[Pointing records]
******************************
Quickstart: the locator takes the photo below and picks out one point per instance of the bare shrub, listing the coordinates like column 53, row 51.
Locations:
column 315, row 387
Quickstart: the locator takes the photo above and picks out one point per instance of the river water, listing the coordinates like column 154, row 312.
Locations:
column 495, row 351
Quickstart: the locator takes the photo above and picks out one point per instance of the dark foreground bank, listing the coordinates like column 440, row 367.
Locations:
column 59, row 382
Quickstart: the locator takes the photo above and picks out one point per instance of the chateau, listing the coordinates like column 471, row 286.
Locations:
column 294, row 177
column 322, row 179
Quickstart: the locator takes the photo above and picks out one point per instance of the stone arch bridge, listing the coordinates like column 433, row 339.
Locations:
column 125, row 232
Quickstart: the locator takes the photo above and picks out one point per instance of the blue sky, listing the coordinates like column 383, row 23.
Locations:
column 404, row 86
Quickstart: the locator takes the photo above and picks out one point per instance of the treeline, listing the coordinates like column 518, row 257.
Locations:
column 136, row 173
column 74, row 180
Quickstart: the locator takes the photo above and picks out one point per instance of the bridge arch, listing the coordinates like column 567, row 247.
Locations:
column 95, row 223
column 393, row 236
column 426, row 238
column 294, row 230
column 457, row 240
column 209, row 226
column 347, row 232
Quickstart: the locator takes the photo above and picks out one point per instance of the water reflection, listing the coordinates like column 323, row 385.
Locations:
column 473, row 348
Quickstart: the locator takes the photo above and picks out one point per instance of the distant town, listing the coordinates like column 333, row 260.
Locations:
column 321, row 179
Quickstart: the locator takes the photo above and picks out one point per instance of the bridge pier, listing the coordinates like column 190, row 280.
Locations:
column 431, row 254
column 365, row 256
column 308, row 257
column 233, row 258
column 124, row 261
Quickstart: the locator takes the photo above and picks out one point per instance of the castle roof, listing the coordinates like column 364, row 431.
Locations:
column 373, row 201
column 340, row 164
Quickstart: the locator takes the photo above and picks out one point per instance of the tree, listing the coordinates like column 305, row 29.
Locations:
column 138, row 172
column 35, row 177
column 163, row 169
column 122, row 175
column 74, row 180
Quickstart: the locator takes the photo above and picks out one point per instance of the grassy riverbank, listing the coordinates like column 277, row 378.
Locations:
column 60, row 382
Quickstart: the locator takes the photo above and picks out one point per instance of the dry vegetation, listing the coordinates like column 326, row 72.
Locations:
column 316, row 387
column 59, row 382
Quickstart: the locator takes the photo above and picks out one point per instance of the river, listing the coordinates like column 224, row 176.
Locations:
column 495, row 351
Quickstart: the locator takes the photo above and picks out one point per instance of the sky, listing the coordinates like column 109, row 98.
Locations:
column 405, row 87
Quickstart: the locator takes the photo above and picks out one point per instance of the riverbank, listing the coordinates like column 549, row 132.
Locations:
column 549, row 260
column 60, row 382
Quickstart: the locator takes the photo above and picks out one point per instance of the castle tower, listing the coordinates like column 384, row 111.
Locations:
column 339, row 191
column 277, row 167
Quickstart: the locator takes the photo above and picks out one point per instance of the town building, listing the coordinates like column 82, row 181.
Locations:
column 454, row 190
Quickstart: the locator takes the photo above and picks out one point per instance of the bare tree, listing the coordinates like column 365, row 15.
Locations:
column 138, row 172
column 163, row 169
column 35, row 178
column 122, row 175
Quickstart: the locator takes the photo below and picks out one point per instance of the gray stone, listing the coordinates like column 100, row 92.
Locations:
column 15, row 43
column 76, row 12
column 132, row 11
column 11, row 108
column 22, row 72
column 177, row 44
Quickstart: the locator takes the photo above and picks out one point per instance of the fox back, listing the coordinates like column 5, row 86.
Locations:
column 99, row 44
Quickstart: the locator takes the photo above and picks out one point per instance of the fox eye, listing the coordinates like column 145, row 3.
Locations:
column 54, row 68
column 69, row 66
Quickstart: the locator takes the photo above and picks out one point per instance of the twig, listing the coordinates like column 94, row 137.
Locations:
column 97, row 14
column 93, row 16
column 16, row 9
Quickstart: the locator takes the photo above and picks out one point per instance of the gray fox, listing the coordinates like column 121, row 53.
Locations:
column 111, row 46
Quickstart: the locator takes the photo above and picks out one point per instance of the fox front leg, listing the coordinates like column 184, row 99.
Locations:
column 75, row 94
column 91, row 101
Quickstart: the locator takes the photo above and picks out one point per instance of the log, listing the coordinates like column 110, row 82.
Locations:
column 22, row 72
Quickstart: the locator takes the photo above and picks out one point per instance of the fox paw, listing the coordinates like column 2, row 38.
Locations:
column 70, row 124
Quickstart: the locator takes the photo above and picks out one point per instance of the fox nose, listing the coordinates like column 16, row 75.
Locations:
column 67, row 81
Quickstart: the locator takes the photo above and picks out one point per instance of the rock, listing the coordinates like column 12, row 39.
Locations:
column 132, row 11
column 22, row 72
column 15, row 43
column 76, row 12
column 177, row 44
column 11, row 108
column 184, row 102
******************************
● **Given request**: Write out all of the lines above again, word for word, without changing anything.

● **Solution for this task**:
Quickstart: the locator takes the photo below and picks out one point per instance of the bare shrub, listing the coordinates like column 53, row 51.
Locations:
column 315, row 387
Quickstart: the locator takes the photo above and picks out one point per instance of the river water, listing the coordinates like column 154, row 312.
Locations:
column 495, row 351
Quickstart: the locator takes the photo above and picks out one point per instance of the dark foreground bank, listing the coordinates like column 440, row 367.
Locations:
column 59, row 382
Quickstart: the locator takes the photo above and picks out one point per instance of the chateau, listing the coordinates like column 471, row 286.
Locations:
column 294, row 177
column 322, row 179
Quickstart: the locator takes the photo above and picks out one point per instance of the stone arch bridge, listing the coordinates like column 433, row 339.
Locations:
column 125, row 232
Quickstart: the locator takes the photo above and picks out one point per instance of the blue sky, listing the coordinates like column 383, row 23.
Locations:
column 404, row 86
Quickstart: the locator takes the photo above and picks out one point per instance of the treeline, listing the coordinates like column 518, row 257.
Locations:
column 136, row 173
column 74, row 180
Quickstart: the locator takes the photo above and picks out one point per instance of the bridge arch, listing the coordinates like column 567, row 247.
Locations:
column 95, row 223
column 393, row 236
column 426, row 238
column 294, row 230
column 457, row 240
column 209, row 226
column 347, row 232
Quickstart: the locator takes the photo above and picks out one point per instance of the water reflection, listing the coordinates like column 323, row 385.
Locations:
column 473, row 348
Quickstart: the locator takes the photo above and picks out one point per instance of the distant town, listing the coordinates like column 333, row 260.
Locations:
column 321, row 179
Quickstart: the locator takes the photo above and picks out one point per instance of the bridge pier, listing the coordinates like column 190, row 280.
Locations:
column 431, row 254
column 365, row 256
column 308, row 257
column 233, row 258
column 124, row 261
Quickstart: the locator takes the photo above and picks out one point per instance of the castle roof, listing the coordinates like column 364, row 431.
Locations:
column 373, row 201
column 340, row 164
Quickstart: the locator takes the photo above and picks out one point per instance of the tree, listing the coordinates like column 305, row 29.
Locations:
column 138, row 172
column 35, row 177
column 163, row 169
column 122, row 175
column 74, row 180
Quickstart: the locator takes the photo above and picks out one point per instance of the grassy riverbank, listing the coordinates like column 277, row 378.
Locations:
column 60, row 382
Quickstart: the locator takes the photo above and picks out one point per instance of the dry vegetation, listing the coordinates like column 326, row 72.
Locations:
column 316, row 387
column 59, row 382
Quickstart: the locator takes the photo above and picks out one point per instance of the river, listing the coordinates like column 224, row 176.
Locations:
column 495, row 351
Quickstart: the locator takes the photo above and picks out one point per instance of the sky, listing the coordinates like column 109, row 98.
Locations:
column 405, row 87
Quickstart: the locator takes the photo above and picks out one point per instance of the riverbank, listing the coordinates like column 549, row 132.
Locations:
column 549, row 260
column 60, row 382
Quickstart: the locator takes the photo above and picks out one point per instance of the castle tower, listing the coordinates like column 384, row 111.
Locations:
column 339, row 191
column 277, row 167
Quickstart: the locator takes the photo above and picks out one point per instance of the town building, listing the coordinates like column 82, row 181.
Locations:
column 454, row 190
Quickstart: the locator takes the photo above and picks out one point per instance of the bare tree, listing the coordinates like column 365, row 15.
Locations:
column 138, row 172
column 163, row 169
column 35, row 178
column 122, row 175
Quickstart: the locator takes the photo below and picks out one point per instance of the gray stone, listing the coordinates like column 100, row 92.
Locations:
column 15, row 43
column 76, row 12
column 132, row 11
column 11, row 108
column 22, row 72
column 177, row 44
Quickstart: the locator takes the photo above and picks out one point per instance of the fox back, listing the coordinates like column 5, row 86.
Locations:
column 99, row 44
Quickstart: the locator takes the photo above and picks out one point per instance of the fox eye, listing the coordinates like column 145, row 3.
Locations:
column 54, row 68
column 69, row 66
Quickstart: the locator takes the photo above and picks out one point per instance of the twig, listing the coordinates like column 94, row 137.
Locations:
column 97, row 14
column 93, row 16
column 16, row 9
Quickstart: the locator takes the photo above and picks out one point per instance of the gray fox, listing the coordinates like column 121, row 53.
Locations:
column 111, row 46
Quickstart: the locator takes the photo above and picks out one point per instance of the fox front leg, listing the coordinates like column 184, row 99.
Locations:
column 75, row 94
column 91, row 101
Quickstart: the locator takes the photo above and picks out one point per instance of the log, listing the coordinates like column 110, row 82.
Locations:
column 22, row 72
Quickstart: the locator takes the photo above and picks out one point per instance of the fox paw, listing the coordinates like column 2, row 38.
Locations:
column 70, row 124
Quickstart: the locator takes the photo above and picks out one point per instance of the fox nose, listing the coordinates like column 16, row 75.
Locations:
column 67, row 81
Quickstart: the locator takes the photo above and picks out one point per instance of the rock, listing the coordinates like column 12, row 39.
Locations:
column 132, row 11
column 22, row 72
column 15, row 43
column 76, row 12
column 177, row 44
column 11, row 108
column 184, row 102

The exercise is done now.